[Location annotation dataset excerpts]
====
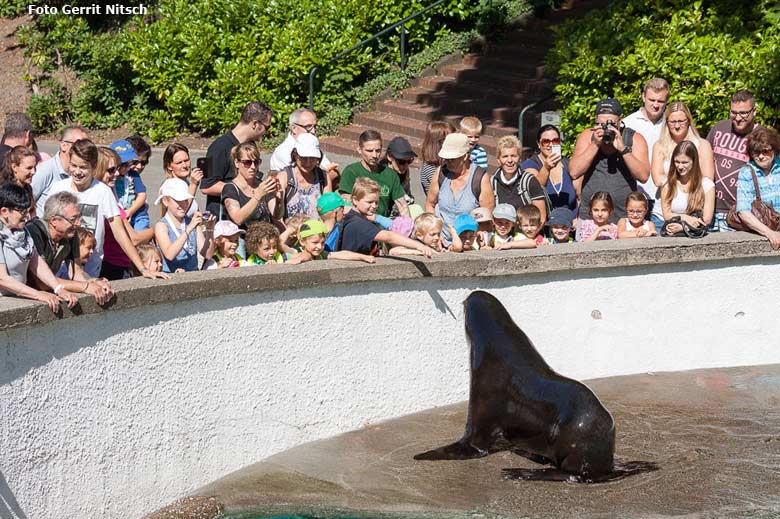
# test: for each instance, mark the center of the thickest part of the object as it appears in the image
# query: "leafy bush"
(195, 65)
(706, 50)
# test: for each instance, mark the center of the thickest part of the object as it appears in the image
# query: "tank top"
(450, 205)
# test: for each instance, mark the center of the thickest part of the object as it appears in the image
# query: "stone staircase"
(494, 86)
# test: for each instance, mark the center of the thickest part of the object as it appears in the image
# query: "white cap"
(308, 145)
(175, 188)
(226, 228)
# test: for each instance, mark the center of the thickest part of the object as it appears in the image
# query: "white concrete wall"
(116, 414)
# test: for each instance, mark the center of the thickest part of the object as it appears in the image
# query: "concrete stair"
(494, 86)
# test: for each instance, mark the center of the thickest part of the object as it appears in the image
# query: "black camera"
(608, 136)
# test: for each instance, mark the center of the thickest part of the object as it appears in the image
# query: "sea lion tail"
(455, 451)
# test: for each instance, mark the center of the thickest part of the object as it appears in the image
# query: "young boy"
(129, 187)
(529, 220)
(464, 233)
(560, 225)
(312, 238)
(359, 234)
(471, 127)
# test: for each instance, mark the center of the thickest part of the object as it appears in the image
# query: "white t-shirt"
(282, 156)
(97, 203)
(680, 201)
(651, 132)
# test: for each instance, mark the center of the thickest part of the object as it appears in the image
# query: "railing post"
(403, 46)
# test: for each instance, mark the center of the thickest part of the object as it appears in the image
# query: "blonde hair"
(470, 125)
(105, 156)
(531, 213)
(426, 222)
(665, 141)
(507, 142)
(365, 186)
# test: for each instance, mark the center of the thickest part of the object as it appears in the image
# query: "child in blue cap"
(464, 233)
(130, 189)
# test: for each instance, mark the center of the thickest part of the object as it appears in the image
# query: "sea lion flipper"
(455, 451)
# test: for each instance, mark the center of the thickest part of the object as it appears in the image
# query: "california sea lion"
(518, 403)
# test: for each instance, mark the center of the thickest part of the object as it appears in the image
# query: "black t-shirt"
(221, 168)
(261, 212)
(358, 233)
(54, 254)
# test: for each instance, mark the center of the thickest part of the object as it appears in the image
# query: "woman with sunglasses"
(551, 169)
(249, 198)
(19, 168)
(18, 255)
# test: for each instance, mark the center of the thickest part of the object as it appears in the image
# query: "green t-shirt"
(387, 179)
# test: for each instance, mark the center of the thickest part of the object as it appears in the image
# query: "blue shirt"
(769, 185)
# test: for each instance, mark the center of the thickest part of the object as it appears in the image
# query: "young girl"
(634, 225)
(226, 236)
(687, 193)
(150, 256)
(427, 230)
(312, 237)
(529, 219)
(598, 226)
(179, 236)
(263, 245)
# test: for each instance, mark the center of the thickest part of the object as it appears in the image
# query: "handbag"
(765, 213)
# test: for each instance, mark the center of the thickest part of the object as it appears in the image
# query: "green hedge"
(706, 50)
(195, 63)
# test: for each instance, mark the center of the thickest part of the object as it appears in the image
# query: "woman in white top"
(678, 126)
(687, 192)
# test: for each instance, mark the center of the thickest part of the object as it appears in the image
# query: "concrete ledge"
(16, 313)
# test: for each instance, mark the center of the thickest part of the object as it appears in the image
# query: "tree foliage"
(705, 49)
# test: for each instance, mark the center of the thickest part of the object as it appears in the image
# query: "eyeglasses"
(308, 127)
(734, 113)
(72, 220)
(248, 163)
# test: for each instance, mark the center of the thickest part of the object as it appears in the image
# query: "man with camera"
(252, 127)
(611, 157)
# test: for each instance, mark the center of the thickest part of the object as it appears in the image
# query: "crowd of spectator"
(79, 220)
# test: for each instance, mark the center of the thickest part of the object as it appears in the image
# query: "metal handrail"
(520, 124)
(384, 31)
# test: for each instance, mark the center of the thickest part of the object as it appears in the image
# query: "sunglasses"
(248, 163)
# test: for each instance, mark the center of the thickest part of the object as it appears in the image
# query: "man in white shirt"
(302, 121)
(648, 122)
(56, 168)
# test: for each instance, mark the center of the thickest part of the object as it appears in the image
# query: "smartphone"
(204, 164)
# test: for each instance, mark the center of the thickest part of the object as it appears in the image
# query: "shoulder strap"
(755, 182)
(476, 182)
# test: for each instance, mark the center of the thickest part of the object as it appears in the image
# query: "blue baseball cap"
(465, 222)
(125, 150)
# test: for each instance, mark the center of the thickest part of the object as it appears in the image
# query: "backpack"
(476, 181)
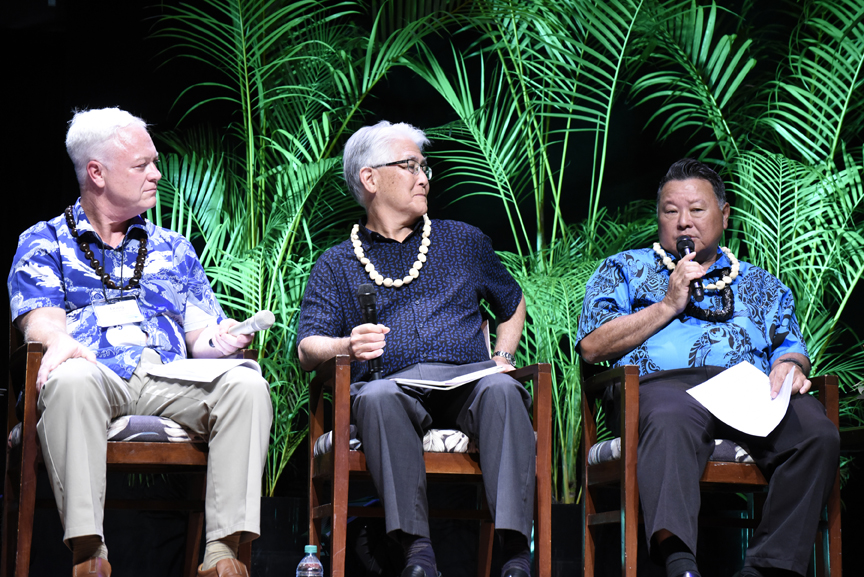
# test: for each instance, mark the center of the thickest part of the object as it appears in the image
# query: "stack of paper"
(741, 397)
(452, 383)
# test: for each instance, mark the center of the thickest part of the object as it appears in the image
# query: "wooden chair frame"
(336, 467)
(736, 477)
(22, 464)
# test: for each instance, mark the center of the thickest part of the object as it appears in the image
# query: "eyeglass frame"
(427, 170)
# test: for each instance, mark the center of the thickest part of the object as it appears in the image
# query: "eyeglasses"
(411, 166)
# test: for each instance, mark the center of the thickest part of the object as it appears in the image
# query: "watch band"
(506, 356)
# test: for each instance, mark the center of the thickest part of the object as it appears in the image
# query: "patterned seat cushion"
(434, 441)
(148, 429)
(724, 450)
(133, 428)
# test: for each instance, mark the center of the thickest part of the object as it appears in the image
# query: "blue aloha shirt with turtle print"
(762, 328)
(174, 296)
(436, 318)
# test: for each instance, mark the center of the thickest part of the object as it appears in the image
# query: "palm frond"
(815, 102)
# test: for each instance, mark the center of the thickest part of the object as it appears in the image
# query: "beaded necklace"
(413, 272)
(726, 277)
(96, 266)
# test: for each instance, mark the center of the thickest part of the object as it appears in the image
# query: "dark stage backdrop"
(59, 55)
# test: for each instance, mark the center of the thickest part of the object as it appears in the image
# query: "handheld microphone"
(367, 294)
(261, 321)
(685, 246)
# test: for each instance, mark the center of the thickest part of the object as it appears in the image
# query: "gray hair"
(370, 146)
(95, 134)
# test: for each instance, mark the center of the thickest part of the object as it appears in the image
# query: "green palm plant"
(548, 76)
(263, 195)
(536, 86)
(788, 148)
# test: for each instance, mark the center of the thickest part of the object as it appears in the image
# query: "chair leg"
(26, 510)
(245, 556)
(194, 526)
(484, 553)
(339, 523)
(588, 544)
(10, 522)
(834, 556)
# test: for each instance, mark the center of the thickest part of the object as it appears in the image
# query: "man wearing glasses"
(431, 276)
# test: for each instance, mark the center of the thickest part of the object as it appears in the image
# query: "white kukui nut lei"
(720, 284)
(413, 272)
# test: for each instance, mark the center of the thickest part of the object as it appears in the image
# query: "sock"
(678, 563)
(218, 549)
(418, 551)
(87, 547)
(517, 555)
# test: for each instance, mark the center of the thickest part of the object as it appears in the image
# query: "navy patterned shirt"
(435, 318)
(762, 328)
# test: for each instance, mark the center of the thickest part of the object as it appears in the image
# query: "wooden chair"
(733, 476)
(329, 473)
(138, 457)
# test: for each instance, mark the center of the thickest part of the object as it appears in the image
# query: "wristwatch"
(506, 356)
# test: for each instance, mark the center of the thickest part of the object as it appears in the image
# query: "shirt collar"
(371, 236)
(721, 262)
(82, 223)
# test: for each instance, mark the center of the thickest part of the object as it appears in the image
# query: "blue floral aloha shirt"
(434, 318)
(763, 326)
(50, 270)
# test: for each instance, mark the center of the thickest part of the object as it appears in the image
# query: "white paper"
(741, 397)
(198, 370)
(452, 383)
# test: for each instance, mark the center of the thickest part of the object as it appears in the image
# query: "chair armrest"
(333, 374)
(598, 383)
(540, 375)
(828, 389)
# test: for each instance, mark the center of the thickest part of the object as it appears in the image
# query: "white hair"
====
Do not copy the pictures, but repeat every line exactly.

# test: for each instance, mark the center of the thickest part of the object as it appears in the image
# query: "leafy bush"
(195, 65)
(706, 50)
# test: for each instance, mark the center of the thickest part of the object as it appears in the image
# query: "tank top"
(450, 205)
# test: for each instance, mark the center of the thickest part of the object as it appears in the image
# query: "stone staircase"
(494, 86)
# test: for each instance, mark the center of the thickest part of the object as it appears in the image
# query: "white cap"
(308, 145)
(175, 188)
(226, 228)
# test: for each instance, mark the center of the thickest part of the object as it appears in the image
# query: "white concrete wall"
(116, 414)
# test: for each instance, mark the center of the thickest part of the object as it appears in the image
# query: "concrete stair"
(494, 86)
# test: for each instance, mark the center of the thickest part of the object as it appears in the image
# query: "black camera"
(608, 136)
# test: for each instance, mark the center of the thickest part of the object as it appears in the image
# query: "sea lion tail"
(455, 451)
# test: for each instance, mark the center of the thickest part of the object as it appears in the image
# query: "young boy"
(129, 187)
(529, 220)
(464, 233)
(560, 225)
(312, 238)
(359, 234)
(471, 127)
# test: for each instance, mark the center of the thickest part of the object as it appears in the image
# query: "white t-shirt"
(282, 156)
(97, 203)
(680, 201)
(651, 132)
# test: for each instance, mark the center of the thickest part of the object as it appears in the image
# query: "railing post"
(403, 46)
# test: for each instance, mark the center of the thickest part of the object as it appears in the image
# query: "blonde hair"
(470, 125)
(105, 156)
(531, 213)
(426, 222)
(665, 141)
(507, 142)
(365, 186)
# test: for each instance, mark the center of the thickest part of the object as it appears in the image
# query: "child in blue cap"
(464, 233)
(130, 189)
# test: for each instance, mark the center of the thickest part of the object as it appears in the image
# query: "sea lion flipper"
(455, 451)
# test: for each instance, mark the center of the thickest part of the object as it appears in the image
# query: "california sea lion"
(518, 403)
# test: for each instance, mark the center of the thickest part of the object as it appears in the image
# query: "black t-shirt"
(221, 168)
(261, 212)
(358, 233)
(54, 254)
# test: for each instance, mark the center of the thickest part of the object as it appears in the image
# query: "woman with sunglasses"
(551, 169)
(249, 198)
(19, 168)
(18, 255)
# test: for each instance, mark the center of the thickest part of the object as it appears in the image
# query: "green t-shirt"
(387, 179)
# test: for each instance, mark the center of the thickest part of the object as it appears in the image
# query: "blue shirt"
(769, 185)
# test: for each instance, mark the center of the thickest part of the object as it appears in the image
# query: "young girl"
(634, 225)
(226, 236)
(687, 193)
(150, 256)
(427, 230)
(312, 237)
(529, 219)
(598, 226)
(179, 236)
(263, 245)
# test: for each instance, mark the center of the thickest part of the object as it appears in the image
# query: "handbag"
(765, 213)
# test: for each instance, mark the center of the thickest part of the object as it appears in the image
# query: "green hedge"
(706, 50)
(195, 63)
# test: for each instance, mark the center of the thickest part of the object as it appears in the image
# query: "woman in white top"
(678, 126)
(687, 192)
# test: for each instance, mark the center of the thickest part of the object as it appears in the image
# query: "concrete ledge"
(16, 313)
# test: for each instance, mark the center of the thickest part of the object as it appears in the image
# query: "tree foliage"
(705, 49)
# test: for each instance, mark the center of the thickest part of the object as it appears in the image
# query: "eyeglasses"
(308, 127)
(734, 113)
(72, 220)
(248, 163)
# test: for each instance, mark the center of the thickest part of the object as it appears in the image
# query: "man with camera"
(252, 127)
(611, 157)
# test: for each instance, mark the center of the thickest part of the object as it appears in the image
# query: "crowd of spectator"
(79, 220)
# test: for each instance, mark the center of the thickest part of the object as it appears in the image
# query: "metal handrail"
(520, 124)
(384, 31)
# test: for each instance, mark the center of the thickest part of the object as it appears in the image
# query: "sunglasses"
(248, 163)
# test: for each instance, mark the center of the thickest part of the object as it appears in the image
# query: "man in white shirt"
(302, 121)
(648, 122)
(56, 168)
# test: for each instance, mark the center of the thickest part of the object as it appears in the image
# query: "smartphone"
(204, 164)
# test: for each instance, mark the center of the thickest part of the object as it appears in the image
# query: "shoulder strap"
(755, 182)
(476, 182)
# test: for each instance, mark the center of the thickest part of the object as it appears in the image
# query: "blue baseball cap"
(465, 222)
(125, 150)
# test: for each instance, mark the center of the thickest part of the object as it appears in the image
# query: "backpack"
(476, 181)
# test: for each instance, mark the center of the thickest part of the object as it appears in the image
# query: "stack of paper"
(741, 397)
(452, 383)
# test: for each instance, mark the center of the thickest part of the object as it appears in the image
# query: "wooden chair frame"
(336, 467)
(736, 477)
(22, 464)
# test: for each instance, mark the center of the thickest part of the object as it appears in the image
# query: "eyeglass frame"
(427, 170)
# test: for each instance, mark the center of the thickest part of the object as it appears in the image
# query: "eyeglasses"
(411, 166)
# test: for each instance, mark the center of the thickest part of the object as it appears in the image
# query: "watch band"
(506, 356)
# test: for each instance, mark the center of the thickest part of the object as it appears in the image
# query: "patterned seat cushion"
(434, 441)
(148, 429)
(724, 450)
(133, 428)
# test: for each instance, mark the center of the thickest part of the object as it appears in the image
# query: "blue aloha shirt with turtle print"
(762, 328)
(174, 296)
(436, 318)
# test: for each instance, mark the center of the thickest part of the object as it appears in the image
# query: "palm frond"
(815, 102)
# test: for each instance, mark the center of the thickest part of the object as it appears in the image
# query: "beaded necklace"
(413, 272)
(726, 277)
(96, 266)
# test: for each instance, mark the center of the thickest part of the object as it appears in the image
# query: "dark stage backdrop"
(59, 55)
# test: for each instance, mark the center of the thickest part of the object as it appears in the image
# query: "handheld microphone"
(367, 294)
(261, 321)
(685, 246)
# test: for each instance, mark the center of the thickest part of the object as it appears in the image
# query: "gray hair"
(370, 146)
(95, 134)
# test: for each instance, mark the center of the thickest part of the object as it appears in the image
# query: "green palm plant"
(548, 76)
(263, 195)
(536, 86)
(788, 148)
# test: for each instance, mark the center of the thickest part of the object as it appears in the image
# query: "chair leg"
(26, 510)
(245, 556)
(194, 526)
(484, 553)
(339, 523)
(588, 544)
(10, 522)
(834, 556)
# test: for each instance, mark the center of the thickest part of the object as it appears in the image
# query: "man wearing glasses"
(431, 276)
# test: for each instance, mark the center of the thickest part of the object as it appears in the image
# query: "white kukui nut lei"
(720, 284)
(413, 272)
# test: for each instance, mark the center of the thickest part of the object as it appears in the image
# query: "sock"
(678, 563)
(218, 549)
(418, 551)
(87, 547)
(517, 555)
# test: for each instance, mark the center of the thickest part of the object as it appears in the image
# query: "navy patterned shirt"
(435, 318)
(762, 328)
# test: for each instance, mark the center of the thickest part of the object as it appears in the image
# query: "wooden chair"
(733, 476)
(329, 473)
(138, 457)
# test: for each instance, mark the center of the thickest part of the object as it appears in the image
# query: "wristwatch"
(506, 356)
# test: for each instance, mark the center of the thickest part of the object as it appears in the image
# query: "shirt collar"
(371, 236)
(721, 262)
(82, 223)
# test: for each instance, mark the center of the thickest part of the object as it appears in the image
# query: "blue floral aloha shirt"
(434, 318)
(763, 326)
(50, 270)
# test: for each instance, mark the center of the thickest part of the object as it appears in the image
# query: "white paper"
(741, 397)
(198, 370)
(452, 383)
# test: for each instance, mark the center of the thickest part of the object as it appears in the image
# query: "chair armrest"
(333, 374)
(598, 383)
(540, 375)
(828, 389)
# test: for each instance, mark the center of the thickest part of the object as it appears in the image
# query: "white hair"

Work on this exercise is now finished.